* Job: Output only the span of lines that begins at the line containing "Where can you find the hat" and ends at the last line of the data, both included, exactly as they appear.

Coordinate annotation records:
>>>
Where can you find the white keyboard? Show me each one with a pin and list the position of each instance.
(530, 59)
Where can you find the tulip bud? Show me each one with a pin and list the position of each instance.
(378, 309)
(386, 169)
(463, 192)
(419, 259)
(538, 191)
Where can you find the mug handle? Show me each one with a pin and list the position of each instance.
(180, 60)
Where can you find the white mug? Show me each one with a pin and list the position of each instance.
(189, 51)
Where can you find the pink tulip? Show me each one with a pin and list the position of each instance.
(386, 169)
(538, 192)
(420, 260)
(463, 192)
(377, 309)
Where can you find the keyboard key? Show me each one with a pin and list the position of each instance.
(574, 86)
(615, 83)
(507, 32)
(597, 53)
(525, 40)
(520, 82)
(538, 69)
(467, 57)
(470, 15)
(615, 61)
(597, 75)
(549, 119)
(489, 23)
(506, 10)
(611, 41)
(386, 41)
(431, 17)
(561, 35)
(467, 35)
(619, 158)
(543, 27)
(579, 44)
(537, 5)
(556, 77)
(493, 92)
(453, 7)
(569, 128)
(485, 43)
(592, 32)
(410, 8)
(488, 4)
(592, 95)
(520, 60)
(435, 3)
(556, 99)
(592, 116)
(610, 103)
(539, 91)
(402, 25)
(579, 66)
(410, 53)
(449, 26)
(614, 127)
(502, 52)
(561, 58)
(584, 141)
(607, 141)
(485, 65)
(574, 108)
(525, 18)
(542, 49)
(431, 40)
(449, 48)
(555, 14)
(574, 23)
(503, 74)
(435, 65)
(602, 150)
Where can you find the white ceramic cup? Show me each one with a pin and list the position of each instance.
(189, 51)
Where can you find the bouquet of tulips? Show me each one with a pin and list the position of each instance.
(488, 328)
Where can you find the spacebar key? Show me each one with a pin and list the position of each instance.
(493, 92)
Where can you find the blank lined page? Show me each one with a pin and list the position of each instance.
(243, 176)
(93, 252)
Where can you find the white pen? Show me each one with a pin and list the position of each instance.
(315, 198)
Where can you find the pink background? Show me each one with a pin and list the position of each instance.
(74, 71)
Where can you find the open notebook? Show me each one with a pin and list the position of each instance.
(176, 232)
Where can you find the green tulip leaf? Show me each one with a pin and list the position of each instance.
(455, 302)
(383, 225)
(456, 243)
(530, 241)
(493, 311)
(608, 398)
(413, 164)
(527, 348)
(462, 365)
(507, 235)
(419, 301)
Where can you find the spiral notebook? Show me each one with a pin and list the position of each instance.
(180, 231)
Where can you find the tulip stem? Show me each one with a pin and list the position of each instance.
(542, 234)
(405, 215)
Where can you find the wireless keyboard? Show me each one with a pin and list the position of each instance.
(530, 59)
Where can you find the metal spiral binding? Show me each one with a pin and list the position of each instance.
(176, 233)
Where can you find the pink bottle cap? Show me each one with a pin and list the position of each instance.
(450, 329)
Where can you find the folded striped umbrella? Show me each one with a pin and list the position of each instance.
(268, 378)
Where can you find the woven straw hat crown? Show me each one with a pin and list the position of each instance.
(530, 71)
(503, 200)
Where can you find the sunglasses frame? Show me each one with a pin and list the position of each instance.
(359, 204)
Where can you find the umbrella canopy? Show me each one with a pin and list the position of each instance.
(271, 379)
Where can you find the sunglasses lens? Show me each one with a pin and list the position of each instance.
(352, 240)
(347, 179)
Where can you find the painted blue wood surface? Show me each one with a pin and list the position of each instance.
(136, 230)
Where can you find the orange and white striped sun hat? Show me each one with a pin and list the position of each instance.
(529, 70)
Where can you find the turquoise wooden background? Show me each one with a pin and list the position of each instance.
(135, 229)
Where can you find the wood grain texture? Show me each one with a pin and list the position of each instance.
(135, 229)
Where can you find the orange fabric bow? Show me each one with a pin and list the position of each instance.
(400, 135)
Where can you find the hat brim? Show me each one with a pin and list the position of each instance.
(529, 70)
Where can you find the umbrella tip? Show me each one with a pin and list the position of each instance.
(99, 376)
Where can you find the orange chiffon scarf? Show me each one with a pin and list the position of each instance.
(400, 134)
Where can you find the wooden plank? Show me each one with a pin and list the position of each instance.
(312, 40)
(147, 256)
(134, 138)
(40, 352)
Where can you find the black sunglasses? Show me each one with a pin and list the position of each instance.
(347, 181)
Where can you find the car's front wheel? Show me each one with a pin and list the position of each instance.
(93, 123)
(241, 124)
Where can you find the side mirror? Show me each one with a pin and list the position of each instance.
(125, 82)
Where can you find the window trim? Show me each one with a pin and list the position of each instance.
<<<
* Final result:
Where can you find the hat brim? Show me each one with a pin and list the position of each instance.
(529, 70)
Where can you find the umbrella tip? Show me each one with a pin and list the position of each instance.
(99, 376)
Where can you find the orange chiffon scarf? Show me each one with a pin and list the position of each instance.
(400, 134)
Where can you find the wooden plank? Show me each one with a pin and list the position of each instance.
(312, 40)
(147, 256)
(134, 138)
(40, 352)
Where can you find the black sunglasses? Show me each one with a pin and list the position of each instance.
(347, 181)
Where can you find the car's front wheel? Show me each one with a pin and list the position of each instance.
(93, 123)
(241, 124)
Where can you find the side mirror? Show me each one with a pin and list the position of each instance.
(125, 82)
Where can you find the window trim? Show me each one with a pin and list the position of each instance.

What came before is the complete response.